--- WHAT YOU HAVE TO DO ---
Leave out the pictures and copy every record exactly.
(begin)
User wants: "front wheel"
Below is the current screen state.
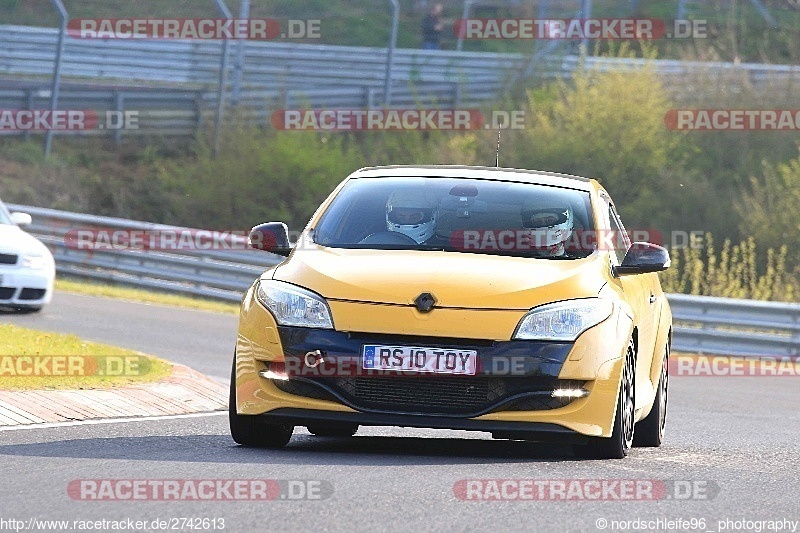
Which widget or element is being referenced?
[228,355,294,448]
[575,339,636,459]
(end)
--- WRITTEN SOLUTION ---
User wants: "front wheel"
Below is the current screen state.
Which widget or element is being referenced?
[228,355,294,448]
[575,339,636,459]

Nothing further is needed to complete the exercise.